• [Prompt] In the data below, one line contains "Target: green tree" and a later one contains "Target: backpack strap". Print both, with every line between them, exactly and alone.

*** Excerpted records ***

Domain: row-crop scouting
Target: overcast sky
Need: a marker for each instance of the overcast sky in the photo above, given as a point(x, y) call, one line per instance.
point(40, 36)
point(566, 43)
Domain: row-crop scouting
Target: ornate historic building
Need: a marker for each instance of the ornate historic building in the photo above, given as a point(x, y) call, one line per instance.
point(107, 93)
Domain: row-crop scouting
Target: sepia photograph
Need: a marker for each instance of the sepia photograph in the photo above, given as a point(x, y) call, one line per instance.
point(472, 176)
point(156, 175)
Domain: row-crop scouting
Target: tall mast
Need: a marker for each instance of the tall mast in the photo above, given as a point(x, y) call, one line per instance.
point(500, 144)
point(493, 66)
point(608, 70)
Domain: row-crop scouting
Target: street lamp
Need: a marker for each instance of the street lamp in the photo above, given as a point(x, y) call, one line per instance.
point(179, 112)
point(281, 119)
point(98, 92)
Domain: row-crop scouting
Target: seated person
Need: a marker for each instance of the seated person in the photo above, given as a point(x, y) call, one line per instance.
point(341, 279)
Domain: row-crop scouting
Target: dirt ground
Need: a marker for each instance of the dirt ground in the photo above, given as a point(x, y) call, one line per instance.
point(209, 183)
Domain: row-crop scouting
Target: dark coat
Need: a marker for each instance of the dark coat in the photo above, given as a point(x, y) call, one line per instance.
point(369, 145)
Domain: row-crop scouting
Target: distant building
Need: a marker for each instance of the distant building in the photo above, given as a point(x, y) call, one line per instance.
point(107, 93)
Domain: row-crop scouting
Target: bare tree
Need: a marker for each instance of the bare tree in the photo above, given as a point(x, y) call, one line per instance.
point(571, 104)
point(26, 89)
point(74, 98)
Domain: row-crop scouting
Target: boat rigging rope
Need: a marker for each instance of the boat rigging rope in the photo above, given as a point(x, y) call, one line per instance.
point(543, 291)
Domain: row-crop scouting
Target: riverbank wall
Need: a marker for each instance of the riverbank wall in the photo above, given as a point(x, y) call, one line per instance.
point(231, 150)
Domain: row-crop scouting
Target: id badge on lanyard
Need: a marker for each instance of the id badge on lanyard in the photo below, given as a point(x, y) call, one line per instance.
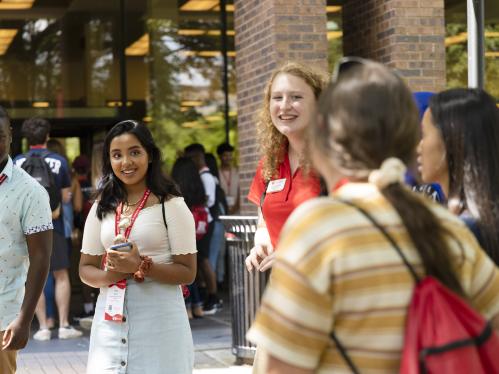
point(115, 298)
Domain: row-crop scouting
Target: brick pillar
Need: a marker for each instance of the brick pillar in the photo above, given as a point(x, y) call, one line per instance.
point(268, 33)
point(408, 35)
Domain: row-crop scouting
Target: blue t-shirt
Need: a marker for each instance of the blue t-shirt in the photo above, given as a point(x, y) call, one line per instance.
point(60, 169)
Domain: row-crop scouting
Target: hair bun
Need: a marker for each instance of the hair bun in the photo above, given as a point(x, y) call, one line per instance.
point(392, 171)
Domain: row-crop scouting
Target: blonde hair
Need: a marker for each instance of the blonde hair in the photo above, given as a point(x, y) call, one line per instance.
point(272, 143)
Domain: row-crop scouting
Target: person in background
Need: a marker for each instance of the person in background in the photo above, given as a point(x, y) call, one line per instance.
point(283, 179)
point(139, 205)
point(81, 172)
point(229, 177)
point(335, 270)
point(186, 175)
point(197, 153)
point(96, 170)
point(217, 243)
point(25, 246)
point(37, 130)
point(458, 150)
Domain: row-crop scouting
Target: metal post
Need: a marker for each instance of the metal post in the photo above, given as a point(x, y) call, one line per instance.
point(122, 59)
point(476, 47)
point(225, 74)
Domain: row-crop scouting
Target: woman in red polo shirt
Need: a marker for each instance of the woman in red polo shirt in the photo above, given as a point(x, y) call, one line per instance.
point(283, 178)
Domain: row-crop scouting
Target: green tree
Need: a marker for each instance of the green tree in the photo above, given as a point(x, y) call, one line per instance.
point(457, 60)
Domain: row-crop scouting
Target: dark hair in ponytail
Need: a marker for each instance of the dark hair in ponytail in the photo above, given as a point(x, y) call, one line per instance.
point(112, 191)
point(366, 116)
point(468, 120)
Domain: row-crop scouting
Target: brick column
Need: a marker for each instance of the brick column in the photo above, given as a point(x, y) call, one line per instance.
point(268, 33)
point(408, 35)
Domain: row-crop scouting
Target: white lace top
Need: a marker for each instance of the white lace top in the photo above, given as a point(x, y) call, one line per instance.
point(148, 232)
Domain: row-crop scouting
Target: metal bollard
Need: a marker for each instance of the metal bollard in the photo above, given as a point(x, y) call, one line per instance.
point(245, 289)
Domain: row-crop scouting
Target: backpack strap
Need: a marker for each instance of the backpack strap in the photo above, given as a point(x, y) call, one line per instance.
point(162, 201)
point(333, 336)
point(387, 236)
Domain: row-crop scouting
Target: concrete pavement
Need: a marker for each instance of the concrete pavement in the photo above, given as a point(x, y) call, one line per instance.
point(212, 343)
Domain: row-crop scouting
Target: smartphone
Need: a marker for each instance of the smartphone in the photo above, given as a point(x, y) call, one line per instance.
point(122, 247)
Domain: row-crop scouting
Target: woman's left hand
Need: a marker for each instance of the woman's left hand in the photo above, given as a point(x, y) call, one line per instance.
point(123, 262)
point(267, 262)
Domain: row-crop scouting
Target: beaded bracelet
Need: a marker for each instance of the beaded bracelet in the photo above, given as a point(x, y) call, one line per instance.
point(144, 268)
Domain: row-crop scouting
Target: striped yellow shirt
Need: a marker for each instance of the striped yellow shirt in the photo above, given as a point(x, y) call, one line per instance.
point(334, 269)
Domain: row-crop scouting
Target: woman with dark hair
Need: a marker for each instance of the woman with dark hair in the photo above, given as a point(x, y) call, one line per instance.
point(185, 174)
point(335, 271)
point(458, 150)
point(140, 323)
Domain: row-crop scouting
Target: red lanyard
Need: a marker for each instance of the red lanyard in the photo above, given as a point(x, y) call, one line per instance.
point(227, 181)
point(119, 211)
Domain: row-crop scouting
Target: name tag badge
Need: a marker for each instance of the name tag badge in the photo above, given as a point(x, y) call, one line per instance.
point(115, 301)
point(231, 200)
point(276, 185)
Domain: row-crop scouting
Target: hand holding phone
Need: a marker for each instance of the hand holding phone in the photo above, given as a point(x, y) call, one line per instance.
point(122, 247)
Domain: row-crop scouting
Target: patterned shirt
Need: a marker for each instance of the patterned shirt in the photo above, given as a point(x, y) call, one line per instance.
point(25, 210)
point(334, 269)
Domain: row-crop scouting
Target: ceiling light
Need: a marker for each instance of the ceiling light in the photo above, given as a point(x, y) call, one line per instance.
point(207, 53)
point(334, 35)
point(198, 32)
point(191, 103)
point(333, 8)
point(16, 4)
point(115, 103)
point(214, 118)
point(140, 47)
point(191, 32)
point(462, 37)
point(199, 5)
point(40, 104)
point(6, 37)
point(228, 7)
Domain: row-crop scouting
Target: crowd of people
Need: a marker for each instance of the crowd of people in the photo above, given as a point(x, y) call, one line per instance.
point(345, 235)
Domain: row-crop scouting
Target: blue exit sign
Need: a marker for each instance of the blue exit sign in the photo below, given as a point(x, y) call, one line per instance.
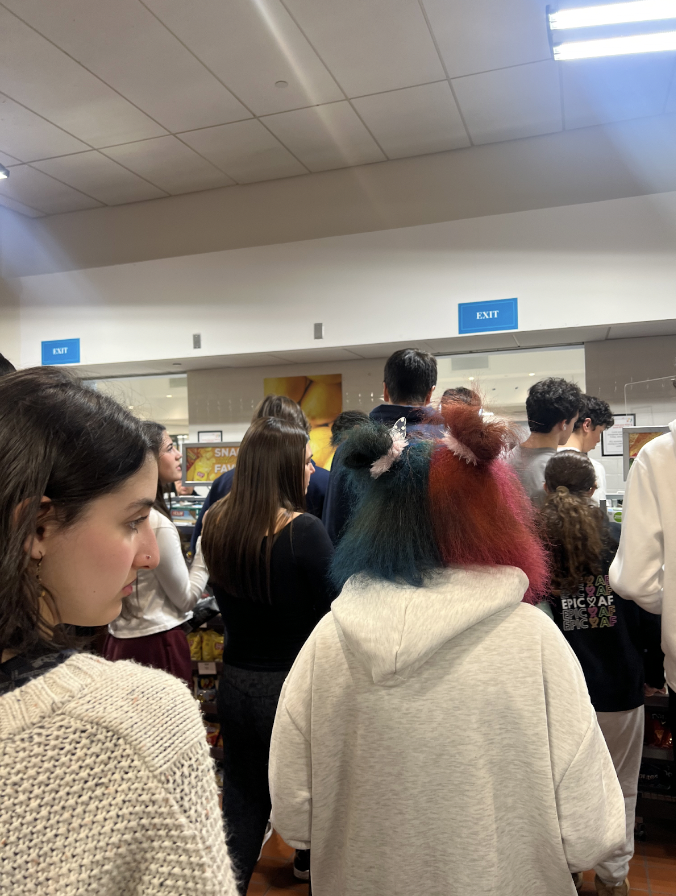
point(483, 317)
point(61, 351)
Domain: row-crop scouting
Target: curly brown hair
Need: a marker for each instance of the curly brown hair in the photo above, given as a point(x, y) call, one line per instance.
point(573, 529)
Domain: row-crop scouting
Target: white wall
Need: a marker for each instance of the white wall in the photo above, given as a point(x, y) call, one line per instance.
point(605, 262)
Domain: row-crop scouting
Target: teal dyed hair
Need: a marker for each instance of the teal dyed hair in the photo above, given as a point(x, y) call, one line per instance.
point(390, 533)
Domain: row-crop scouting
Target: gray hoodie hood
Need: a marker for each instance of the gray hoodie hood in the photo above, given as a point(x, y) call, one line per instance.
point(393, 629)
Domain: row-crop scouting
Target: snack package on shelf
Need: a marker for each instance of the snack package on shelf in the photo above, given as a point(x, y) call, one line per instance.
point(657, 732)
point(213, 732)
point(212, 646)
point(195, 644)
point(219, 775)
point(655, 776)
point(206, 690)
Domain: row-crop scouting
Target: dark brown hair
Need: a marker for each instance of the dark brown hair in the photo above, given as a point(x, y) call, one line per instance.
point(269, 475)
point(284, 409)
point(62, 440)
point(573, 529)
point(155, 435)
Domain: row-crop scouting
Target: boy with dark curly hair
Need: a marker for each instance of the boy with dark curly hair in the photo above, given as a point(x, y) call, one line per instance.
point(553, 406)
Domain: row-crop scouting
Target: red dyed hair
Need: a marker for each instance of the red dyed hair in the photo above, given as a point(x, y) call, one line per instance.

*** End of Excerpted records ***

• [Expected answer]
Target: green tree
Need: a marker for each instance of the green tree in the photo above, given as a point(x, y) call, one line per instance.
point(457, 60)
Domain: row-crop scouting
Target: dark hair in ponytail
Need: a marker for each instance of the dark hair in ponytail in the photo above, given as a point(x, y) call, one line per instance.
point(112, 191)
point(366, 116)
point(468, 120)
Domain: row-crop scouting
Target: brick column
Need: a marker for each instance of the brick column in the photo above, given as a point(x, y) call, one line per instance.
point(268, 33)
point(408, 35)
Domain: row-crop scouting
Target: white lace top
Need: a marker for each instance of the white lace top in the photo above, given as a point(x, y) call, one line per instance.
point(148, 232)
Domain: row-crop scouting
Target: metal bollard
Need: a marker for each instance of the metal bollard in the photo above, given as a point(x, y) call, one line per instance.
point(245, 289)
Domain: row-crop scouting
Target: backpack strap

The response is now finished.